Conte quantas linhas dos registros abaixo contêm a palavra "barred". Responda só com o número.

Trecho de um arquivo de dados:
- - - - - - -
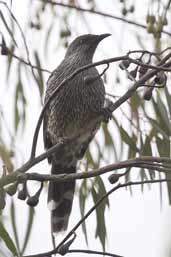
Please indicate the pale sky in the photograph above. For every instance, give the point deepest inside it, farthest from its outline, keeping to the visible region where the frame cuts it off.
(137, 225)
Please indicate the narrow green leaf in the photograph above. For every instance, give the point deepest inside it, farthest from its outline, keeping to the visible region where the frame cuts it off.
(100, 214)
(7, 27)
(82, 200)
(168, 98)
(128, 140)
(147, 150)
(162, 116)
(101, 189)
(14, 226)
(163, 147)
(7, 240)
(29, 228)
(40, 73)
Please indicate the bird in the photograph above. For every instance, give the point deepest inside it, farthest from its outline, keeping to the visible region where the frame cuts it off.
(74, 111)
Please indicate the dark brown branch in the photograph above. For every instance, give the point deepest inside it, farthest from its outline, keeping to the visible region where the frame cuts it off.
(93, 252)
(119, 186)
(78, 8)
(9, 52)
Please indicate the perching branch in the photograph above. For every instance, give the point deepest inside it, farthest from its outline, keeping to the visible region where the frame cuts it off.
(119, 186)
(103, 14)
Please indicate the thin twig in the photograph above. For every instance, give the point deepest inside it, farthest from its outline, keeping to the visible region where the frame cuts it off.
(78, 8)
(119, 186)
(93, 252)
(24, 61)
- - - - - - -
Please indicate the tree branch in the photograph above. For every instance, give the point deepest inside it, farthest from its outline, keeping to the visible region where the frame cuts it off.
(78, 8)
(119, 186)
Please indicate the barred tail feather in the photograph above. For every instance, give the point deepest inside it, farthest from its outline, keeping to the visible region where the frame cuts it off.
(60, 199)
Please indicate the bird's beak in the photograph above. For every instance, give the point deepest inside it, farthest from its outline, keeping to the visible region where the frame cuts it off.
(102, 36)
- - - - - - -
RESPOSTA COMPLETA :: 1